╭──

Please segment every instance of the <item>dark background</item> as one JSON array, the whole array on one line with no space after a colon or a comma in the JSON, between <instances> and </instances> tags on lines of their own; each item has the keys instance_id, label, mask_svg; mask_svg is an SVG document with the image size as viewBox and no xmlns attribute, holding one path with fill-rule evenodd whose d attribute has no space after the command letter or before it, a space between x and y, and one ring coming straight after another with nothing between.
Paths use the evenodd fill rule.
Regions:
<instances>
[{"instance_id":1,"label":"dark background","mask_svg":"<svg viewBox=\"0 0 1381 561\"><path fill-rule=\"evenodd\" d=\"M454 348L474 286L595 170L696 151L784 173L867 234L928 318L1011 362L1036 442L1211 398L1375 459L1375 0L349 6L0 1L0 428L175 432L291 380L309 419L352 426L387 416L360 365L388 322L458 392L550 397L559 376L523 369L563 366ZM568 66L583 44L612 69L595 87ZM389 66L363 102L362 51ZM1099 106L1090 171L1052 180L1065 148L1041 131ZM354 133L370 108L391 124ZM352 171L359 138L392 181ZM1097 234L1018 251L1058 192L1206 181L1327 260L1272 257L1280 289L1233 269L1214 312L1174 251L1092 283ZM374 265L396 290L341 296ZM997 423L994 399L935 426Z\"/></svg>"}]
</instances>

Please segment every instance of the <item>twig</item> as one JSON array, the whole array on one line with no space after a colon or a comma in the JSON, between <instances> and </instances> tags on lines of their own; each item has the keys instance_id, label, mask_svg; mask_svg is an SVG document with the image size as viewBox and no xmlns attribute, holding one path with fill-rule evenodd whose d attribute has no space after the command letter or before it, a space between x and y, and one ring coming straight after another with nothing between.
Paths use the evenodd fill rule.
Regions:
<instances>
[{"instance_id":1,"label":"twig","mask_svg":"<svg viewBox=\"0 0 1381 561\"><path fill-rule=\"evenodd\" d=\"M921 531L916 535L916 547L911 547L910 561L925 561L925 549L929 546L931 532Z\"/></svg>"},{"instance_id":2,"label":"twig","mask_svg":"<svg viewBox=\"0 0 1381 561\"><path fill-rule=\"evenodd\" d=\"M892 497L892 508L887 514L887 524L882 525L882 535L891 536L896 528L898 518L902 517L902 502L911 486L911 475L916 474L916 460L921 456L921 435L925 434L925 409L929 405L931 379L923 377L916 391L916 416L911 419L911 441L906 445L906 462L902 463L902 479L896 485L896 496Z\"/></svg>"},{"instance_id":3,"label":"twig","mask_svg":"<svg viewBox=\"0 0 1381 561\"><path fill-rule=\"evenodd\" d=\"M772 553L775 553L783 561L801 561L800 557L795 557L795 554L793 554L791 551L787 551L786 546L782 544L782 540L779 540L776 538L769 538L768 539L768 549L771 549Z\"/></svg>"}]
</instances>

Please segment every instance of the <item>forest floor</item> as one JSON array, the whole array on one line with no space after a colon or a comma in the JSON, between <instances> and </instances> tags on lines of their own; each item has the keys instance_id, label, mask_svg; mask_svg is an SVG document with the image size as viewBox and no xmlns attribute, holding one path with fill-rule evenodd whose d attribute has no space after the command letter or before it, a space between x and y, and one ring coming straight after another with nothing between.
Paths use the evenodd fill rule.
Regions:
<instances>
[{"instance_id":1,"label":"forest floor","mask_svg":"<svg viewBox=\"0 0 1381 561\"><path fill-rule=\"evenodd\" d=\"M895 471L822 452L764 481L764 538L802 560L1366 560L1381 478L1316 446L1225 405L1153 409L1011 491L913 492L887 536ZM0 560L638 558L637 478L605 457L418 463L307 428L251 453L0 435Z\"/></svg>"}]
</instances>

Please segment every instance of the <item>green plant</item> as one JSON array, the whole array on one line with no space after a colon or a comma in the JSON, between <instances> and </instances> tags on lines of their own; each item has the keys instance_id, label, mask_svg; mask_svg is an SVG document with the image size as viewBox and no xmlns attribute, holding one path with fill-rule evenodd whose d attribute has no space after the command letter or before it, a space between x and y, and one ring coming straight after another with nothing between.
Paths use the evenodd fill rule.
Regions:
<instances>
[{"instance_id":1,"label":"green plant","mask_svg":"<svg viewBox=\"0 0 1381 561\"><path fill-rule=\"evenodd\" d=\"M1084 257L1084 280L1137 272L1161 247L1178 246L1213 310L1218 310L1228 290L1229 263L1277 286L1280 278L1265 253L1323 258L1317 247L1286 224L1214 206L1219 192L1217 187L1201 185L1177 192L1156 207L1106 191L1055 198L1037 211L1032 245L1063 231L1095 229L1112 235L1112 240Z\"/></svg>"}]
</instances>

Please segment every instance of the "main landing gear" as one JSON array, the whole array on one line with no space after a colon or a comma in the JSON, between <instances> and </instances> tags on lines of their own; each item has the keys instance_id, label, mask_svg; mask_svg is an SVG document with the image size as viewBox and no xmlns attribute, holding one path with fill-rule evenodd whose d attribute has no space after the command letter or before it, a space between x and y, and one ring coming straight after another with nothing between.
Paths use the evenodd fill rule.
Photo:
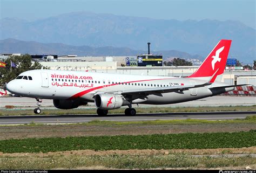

╰──

SET EXERCISE: Return every line of the material above verbatim, from the first line to the last, and omit the picture.

WORKED SOLUTION:
Please segment every instance of the <item>dark background</item> as one JSON array, the whole array on one line with no space after a colon or a comma in the JSON, between <instances> and </instances> tags on lines of their own; each item has the keys instance_id, label, mask_svg; mask_svg is an SVG document with the image size as viewBox and no xmlns attribute, holding one path with fill-rule evenodd whose d attribute has no space after the command letter or before it, a space between x and y, and one ring coming straight after another with nothing between.
Paths use the evenodd fill rule.
Regions:
<instances>
[{"instance_id":1,"label":"dark background","mask_svg":"<svg viewBox=\"0 0 1381 561\"><path fill-rule=\"evenodd\" d=\"M454 348L474 286L595 170L696 151L784 173L867 234L928 318L1011 362L1036 442L1211 398L1375 459L1375 0L349 6L0 1L0 428L175 432L291 380L309 419L352 426L387 416L360 365L388 322L458 392L550 397L559 376L523 369L563 366ZM568 66L583 44L612 69L595 87ZM389 66L363 102L362 51ZM1099 106L1090 171L1052 180L1065 148L1041 131ZM354 133L370 108L391 124ZM352 171L359 138L392 181ZM1097 234L1018 251L1058 192L1206 181L1327 260L1272 257L1280 289L1233 269L1214 312L1174 251L1092 283ZM374 265L396 290L341 296ZM997 423L994 399L935 426Z\"/></svg>"}]
</instances>

Please segment every instance of the <item>twig</item> as one JSON array, the whole array on one line with no space after a colon or a comma in the JSON, between <instances> and </instances> tags on lines of their own; each item has the keys instance_id, label, mask_svg; mask_svg is an SVG document with the image size as viewBox and no xmlns attribute, holding one path with fill-rule evenodd whose d attribute has no space after the command letter or before it, a space between x and y, and one ring coming straight after another with nothing between.
Paths use the evenodd fill rule.
Regions:
<instances>
[{"instance_id":1,"label":"twig","mask_svg":"<svg viewBox=\"0 0 1381 561\"><path fill-rule=\"evenodd\" d=\"M921 531L916 535L916 547L911 547L910 561L925 561L925 549L929 546L931 532Z\"/></svg>"},{"instance_id":2,"label":"twig","mask_svg":"<svg viewBox=\"0 0 1381 561\"><path fill-rule=\"evenodd\" d=\"M892 497L892 508L887 514L887 524L882 525L882 535L891 536L896 528L898 518L902 517L902 502L911 486L911 475L916 474L916 460L921 456L921 435L925 434L925 409L929 405L931 379L923 377L916 391L916 416L911 419L911 441L906 445L906 462L902 463L902 479L896 485L896 496Z\"/></svg>"},{"instance_id":3,"label":"twig","mask_svg":"<svg viewBox=\"0 0 1381 561\"><path fill-rule=\"evenodd\" d=\"M772 553L775 553L783 561L801 561L800 557L795 557L795 554L793 554L791 551L787 551L786 546L782 544L782 540L779 540L776 538L769 538L768 539L768 549L771 549Z\"/></svg>"}]
</instances>

Please segment every instance of the <item>forest floor</item> as one JSON array, the whole array on one line with no space after a colon or a comma in the JSON, between <instances> and </instances> tags on lines of their own; each item has the keys instance_id, label, mask_svg; mask_svg is an SVG document with the image size as viewBox and no xmlns attribute, holding one path with fill-rule evenodd whose d attribute has no space after the command letter or before it, a space between x and y, and one ring coming straight after another with nothing between.
Paths use the evenodd fill rule.
Regions:
<instances>
[{"instance_id":1,"label":"forest floor","mask_svg":"<svg viewBox=\"0 0 1381 561\"><path fill-rule=\"evenodd\" d=\"M895 471L822 452L764 481L764 538L802 560L1366 560L1381 478L1316 446L1225 405L1153 409L1011 491L913 492L887 536ZM0 560L638 558L637 478L605 457L418 463L307 428L251 453L0 435Z\"/></svg>"}]
</instances>

Please segment every instance of the <item>green plant</item> as one JSON array, the whole array on one line with no space after a colon or a comma in the JSON, between <instances> and </instances> tags on lines of their own; each item has the keys instance_id, label, mask_svg; mask_svg is an SVG document with the image size as viewBox and no xmlns attribute, holding one path with fill-rule evenodd whose d attribute has no space after the command letter or before it, a space between x and y, and one ring coming straight after another with nothing between.
Paths use the evenodd fill rule.
Regions:
<instances>
[{"instance_id":1,"label":"green plant","mask_svg":"<svg viewBox=\"0 0 1381 561\"><path fill-rule=\"evenodd\" d=\"M1084 257L1084 280L1137 272L1161 247L1178 246L1213 310L1218 310L1228 290L1229 263L1277 286L1280 278L1265 253L1323 258L1317 247L1286 224L1214 206L1219 192L1217 187L1201 185L1177 192L1156 207L1106 191L1055 198L1037 211L1032 245L1063 231L1095 229L1112 235L1112 240Z\"/></svg>"}]
</instances>

Please segment every instance of the "main landing gear" as one JSON array, the whole array on one line with no space after a colon or a comma in the JSON, between <instances> and </instances> tags on lines of their own; each item has the keys instance_id, label, mask_svg; mask_svg is an SVG document with the image size as viewBox and no xmlns attribute, holding one path with fill-rule evenodd whose d attribute has no space after the command letter or before it, a space between x and y, and one ring coming straight after another with nothing between.
Paths use the evenodd fill rule.
Photo:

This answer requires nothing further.